== AIM OF THE EXERCISE ==
Reproduce verbatim the final portion of the material below, from the line containing "Practice. Locate the black sunglasses" through its last line, and nothing else.

== GIVEN RECORDS ==
----------

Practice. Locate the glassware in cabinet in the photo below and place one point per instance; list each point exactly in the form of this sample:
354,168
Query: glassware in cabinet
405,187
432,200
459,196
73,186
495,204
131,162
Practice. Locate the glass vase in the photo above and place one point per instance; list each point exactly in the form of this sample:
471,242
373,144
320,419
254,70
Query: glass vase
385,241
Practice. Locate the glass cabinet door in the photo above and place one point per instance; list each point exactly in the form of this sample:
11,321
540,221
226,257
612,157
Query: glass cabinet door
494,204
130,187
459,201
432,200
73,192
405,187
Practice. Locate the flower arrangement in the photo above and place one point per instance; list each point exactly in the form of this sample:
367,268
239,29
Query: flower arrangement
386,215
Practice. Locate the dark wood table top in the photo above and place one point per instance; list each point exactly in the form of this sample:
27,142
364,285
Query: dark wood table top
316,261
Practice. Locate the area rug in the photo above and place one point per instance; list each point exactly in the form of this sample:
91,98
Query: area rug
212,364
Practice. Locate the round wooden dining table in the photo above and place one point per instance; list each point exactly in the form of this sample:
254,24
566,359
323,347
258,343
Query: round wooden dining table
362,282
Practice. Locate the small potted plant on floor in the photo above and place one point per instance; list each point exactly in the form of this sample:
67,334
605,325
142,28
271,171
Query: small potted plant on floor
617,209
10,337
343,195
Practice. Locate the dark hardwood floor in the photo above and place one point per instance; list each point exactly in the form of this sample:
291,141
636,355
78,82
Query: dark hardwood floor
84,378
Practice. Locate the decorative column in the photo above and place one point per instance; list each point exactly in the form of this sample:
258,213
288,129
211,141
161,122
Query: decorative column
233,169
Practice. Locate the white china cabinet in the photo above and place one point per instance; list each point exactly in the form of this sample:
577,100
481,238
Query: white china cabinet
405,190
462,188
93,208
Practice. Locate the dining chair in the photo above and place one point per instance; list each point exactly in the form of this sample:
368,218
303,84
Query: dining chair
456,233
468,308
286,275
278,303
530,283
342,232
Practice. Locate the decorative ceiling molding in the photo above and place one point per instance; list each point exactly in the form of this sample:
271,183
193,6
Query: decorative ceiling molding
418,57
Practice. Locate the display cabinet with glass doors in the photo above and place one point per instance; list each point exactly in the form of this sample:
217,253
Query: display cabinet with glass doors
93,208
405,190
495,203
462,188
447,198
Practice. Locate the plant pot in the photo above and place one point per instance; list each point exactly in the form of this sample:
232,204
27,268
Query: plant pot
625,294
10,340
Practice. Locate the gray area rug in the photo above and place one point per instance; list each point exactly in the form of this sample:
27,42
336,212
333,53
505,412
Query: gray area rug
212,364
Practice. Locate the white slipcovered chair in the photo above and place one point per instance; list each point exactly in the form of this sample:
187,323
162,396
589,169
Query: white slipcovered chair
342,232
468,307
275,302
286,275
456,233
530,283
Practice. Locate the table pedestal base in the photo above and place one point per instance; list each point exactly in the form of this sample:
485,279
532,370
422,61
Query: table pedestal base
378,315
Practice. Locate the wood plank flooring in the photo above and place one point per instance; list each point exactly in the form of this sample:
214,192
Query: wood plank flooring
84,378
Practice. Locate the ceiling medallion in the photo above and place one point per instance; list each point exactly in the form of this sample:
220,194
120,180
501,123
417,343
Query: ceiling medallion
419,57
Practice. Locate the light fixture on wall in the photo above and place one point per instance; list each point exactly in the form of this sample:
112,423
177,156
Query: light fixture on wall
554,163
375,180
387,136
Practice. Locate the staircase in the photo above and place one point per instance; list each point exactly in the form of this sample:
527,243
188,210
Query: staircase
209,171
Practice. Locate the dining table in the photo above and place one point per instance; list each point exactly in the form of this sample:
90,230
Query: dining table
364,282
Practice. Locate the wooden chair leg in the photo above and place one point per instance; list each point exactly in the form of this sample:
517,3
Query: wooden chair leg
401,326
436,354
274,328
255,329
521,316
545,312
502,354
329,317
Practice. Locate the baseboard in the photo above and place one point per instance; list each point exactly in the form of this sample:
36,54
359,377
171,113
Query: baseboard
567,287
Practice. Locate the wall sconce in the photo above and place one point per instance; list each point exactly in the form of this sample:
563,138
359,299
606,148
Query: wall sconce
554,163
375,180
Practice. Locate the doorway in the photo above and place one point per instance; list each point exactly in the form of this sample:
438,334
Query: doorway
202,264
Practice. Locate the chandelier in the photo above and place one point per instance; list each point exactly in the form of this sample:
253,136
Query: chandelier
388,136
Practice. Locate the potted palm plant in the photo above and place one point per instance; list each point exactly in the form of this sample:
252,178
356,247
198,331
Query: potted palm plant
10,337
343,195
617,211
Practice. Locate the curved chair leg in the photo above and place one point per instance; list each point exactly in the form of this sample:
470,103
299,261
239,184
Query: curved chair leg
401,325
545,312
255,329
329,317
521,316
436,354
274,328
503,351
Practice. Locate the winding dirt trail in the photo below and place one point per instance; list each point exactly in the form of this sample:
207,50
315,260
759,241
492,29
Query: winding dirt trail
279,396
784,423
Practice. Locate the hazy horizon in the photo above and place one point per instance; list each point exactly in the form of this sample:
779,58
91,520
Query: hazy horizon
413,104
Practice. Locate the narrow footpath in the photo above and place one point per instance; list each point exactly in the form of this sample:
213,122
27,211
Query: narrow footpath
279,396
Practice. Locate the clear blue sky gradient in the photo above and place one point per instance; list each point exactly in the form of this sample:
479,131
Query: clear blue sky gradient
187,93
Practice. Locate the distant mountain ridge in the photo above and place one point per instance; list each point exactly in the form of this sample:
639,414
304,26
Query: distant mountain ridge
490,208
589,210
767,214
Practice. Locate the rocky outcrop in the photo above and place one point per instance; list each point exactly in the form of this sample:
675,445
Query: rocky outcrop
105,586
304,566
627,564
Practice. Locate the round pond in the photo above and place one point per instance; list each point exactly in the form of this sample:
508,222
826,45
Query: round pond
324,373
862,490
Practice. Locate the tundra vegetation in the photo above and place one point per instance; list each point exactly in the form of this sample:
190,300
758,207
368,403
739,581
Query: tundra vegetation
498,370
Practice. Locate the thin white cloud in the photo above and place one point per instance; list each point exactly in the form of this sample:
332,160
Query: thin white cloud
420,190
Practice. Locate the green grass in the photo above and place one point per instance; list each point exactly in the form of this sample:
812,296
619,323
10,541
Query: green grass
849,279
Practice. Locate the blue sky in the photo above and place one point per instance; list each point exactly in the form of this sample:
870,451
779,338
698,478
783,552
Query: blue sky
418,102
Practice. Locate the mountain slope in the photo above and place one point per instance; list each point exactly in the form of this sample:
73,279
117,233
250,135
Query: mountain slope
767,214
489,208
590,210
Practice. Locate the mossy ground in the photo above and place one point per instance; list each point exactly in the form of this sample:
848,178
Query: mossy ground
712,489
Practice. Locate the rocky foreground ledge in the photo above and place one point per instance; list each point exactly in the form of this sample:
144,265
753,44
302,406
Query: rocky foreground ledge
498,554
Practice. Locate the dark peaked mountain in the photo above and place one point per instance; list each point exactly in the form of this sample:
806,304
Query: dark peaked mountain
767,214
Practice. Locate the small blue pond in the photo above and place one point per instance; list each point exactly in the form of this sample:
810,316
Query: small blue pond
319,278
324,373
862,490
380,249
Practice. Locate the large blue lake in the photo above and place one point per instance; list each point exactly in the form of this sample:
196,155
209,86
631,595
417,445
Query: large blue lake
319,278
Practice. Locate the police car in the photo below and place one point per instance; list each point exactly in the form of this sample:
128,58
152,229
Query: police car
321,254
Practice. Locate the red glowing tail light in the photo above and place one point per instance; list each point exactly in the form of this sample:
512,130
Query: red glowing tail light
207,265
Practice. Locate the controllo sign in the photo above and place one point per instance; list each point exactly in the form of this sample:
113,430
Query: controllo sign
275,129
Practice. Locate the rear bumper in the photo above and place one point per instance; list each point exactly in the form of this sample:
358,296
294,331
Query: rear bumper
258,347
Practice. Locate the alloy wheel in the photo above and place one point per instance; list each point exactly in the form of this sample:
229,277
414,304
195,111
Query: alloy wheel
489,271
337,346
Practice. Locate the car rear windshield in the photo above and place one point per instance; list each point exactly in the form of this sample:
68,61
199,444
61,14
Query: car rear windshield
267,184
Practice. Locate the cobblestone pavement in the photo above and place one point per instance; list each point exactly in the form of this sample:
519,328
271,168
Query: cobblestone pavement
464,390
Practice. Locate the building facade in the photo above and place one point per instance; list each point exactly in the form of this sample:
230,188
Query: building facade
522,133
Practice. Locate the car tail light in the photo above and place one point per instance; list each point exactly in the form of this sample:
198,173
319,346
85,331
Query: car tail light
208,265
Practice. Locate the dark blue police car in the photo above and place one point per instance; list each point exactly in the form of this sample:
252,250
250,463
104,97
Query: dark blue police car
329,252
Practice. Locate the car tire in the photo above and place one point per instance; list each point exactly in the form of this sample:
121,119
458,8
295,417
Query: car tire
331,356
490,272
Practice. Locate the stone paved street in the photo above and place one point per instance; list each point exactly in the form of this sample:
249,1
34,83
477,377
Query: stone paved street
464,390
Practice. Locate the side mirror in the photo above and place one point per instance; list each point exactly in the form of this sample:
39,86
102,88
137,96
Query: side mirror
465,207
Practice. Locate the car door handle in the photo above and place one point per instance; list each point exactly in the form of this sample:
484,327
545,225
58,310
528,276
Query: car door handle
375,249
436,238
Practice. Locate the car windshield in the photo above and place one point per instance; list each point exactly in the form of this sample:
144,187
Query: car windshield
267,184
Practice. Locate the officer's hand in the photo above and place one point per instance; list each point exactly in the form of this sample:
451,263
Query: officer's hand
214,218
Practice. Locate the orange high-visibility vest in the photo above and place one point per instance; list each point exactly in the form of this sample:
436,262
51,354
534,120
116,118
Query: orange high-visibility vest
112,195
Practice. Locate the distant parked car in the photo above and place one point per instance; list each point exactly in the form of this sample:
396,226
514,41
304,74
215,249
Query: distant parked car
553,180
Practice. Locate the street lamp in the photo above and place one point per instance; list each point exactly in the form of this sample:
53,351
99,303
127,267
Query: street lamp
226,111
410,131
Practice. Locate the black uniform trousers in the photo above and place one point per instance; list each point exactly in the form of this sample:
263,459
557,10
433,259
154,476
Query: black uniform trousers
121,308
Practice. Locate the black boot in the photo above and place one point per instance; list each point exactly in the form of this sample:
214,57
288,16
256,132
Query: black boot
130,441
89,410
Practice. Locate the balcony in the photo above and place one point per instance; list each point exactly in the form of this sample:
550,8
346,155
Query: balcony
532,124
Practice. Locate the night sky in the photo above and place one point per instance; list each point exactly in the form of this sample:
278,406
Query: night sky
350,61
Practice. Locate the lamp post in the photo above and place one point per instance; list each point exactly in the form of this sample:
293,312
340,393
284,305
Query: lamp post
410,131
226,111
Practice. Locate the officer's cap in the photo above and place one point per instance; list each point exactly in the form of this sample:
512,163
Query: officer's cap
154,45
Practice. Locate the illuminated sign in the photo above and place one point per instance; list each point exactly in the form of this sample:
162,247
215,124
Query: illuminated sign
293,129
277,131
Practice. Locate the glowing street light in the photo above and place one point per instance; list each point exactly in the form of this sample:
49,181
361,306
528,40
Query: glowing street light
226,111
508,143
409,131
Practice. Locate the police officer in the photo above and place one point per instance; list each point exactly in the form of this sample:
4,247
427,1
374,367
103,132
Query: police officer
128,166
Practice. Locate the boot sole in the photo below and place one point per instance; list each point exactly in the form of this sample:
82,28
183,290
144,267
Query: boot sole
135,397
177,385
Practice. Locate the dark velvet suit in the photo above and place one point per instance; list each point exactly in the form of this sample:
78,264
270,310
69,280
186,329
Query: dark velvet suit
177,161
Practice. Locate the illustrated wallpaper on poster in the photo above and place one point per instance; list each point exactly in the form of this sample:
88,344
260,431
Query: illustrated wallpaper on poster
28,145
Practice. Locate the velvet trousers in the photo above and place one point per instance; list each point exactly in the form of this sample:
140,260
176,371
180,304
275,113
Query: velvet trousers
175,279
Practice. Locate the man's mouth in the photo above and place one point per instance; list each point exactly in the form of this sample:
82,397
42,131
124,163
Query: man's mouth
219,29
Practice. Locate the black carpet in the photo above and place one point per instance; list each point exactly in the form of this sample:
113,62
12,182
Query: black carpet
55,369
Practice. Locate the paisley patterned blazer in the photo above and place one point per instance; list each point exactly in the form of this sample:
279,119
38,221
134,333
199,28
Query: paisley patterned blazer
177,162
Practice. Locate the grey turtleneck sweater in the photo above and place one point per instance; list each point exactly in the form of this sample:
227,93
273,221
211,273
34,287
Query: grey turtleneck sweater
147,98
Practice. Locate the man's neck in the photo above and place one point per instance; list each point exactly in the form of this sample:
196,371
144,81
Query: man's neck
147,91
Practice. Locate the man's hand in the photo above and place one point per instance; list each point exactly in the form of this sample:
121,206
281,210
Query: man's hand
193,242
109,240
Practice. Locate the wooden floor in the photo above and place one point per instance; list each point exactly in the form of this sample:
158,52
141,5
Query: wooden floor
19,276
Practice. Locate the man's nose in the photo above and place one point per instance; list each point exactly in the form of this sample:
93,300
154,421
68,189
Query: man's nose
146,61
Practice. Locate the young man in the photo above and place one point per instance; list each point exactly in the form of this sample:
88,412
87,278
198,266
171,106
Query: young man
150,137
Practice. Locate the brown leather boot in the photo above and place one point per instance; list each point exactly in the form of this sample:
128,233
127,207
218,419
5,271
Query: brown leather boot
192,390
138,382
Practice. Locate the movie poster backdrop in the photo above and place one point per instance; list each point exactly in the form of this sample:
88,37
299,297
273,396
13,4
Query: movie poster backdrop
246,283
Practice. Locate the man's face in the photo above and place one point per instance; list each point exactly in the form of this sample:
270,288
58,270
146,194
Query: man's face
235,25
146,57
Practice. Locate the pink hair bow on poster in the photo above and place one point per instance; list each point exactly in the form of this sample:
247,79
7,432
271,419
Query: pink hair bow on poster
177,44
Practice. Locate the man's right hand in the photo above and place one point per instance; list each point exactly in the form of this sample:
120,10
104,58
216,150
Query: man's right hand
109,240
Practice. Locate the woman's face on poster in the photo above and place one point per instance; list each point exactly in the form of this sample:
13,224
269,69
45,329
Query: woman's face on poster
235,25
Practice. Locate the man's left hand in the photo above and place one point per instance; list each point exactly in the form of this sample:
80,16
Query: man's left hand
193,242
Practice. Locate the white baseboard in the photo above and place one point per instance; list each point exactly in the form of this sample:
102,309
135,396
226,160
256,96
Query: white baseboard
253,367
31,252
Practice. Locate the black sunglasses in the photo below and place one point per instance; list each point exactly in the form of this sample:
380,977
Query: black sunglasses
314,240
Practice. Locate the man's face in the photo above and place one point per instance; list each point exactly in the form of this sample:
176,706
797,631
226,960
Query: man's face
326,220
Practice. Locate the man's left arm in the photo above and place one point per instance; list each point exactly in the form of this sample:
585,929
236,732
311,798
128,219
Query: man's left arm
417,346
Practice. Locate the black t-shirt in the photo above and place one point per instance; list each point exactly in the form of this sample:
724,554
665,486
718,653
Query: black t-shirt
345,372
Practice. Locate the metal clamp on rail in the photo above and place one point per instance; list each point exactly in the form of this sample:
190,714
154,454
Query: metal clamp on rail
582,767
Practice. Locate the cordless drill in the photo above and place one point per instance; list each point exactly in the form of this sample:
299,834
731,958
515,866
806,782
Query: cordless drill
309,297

----------

== THE SOLUTION ==
Practice. Locate the black sunglasses in the photo below and place one point per instance; list each point exactly in the form of this sample:
380,977
Query: black sunglasses
314,240
Practice. Locate the man's face in the photo above and place one point per instance; list each point exactly in the form of this sample:
176,706
797,631
226,960
Query: man's face
326,220
Practice. Locate the man's left arm in the photo above and place one point per instance; list each point exactly in the form of this sample:
585,929
236,732
311,798
128,219
Query: man's left arm
417,346
Practice. Locate the black t-shirt in the photo above and place one point per instance; list each point exactly in the form of this sample:
724,554
665,486
718,653
Query: black t-shirt
345,372
Practice. Locate the metal clamp on rail in the photo above and place one point per instance; list each point exactly in the form of this sample:
190,714
154,454
Query: metal clamp on rail
582,767
Practice. Locate the cordless drill in the photo above and place one point per instance; list each point exactly in the form of this sample:
299,834
731,958
515,866
806,782
Query: cordless drill
309,297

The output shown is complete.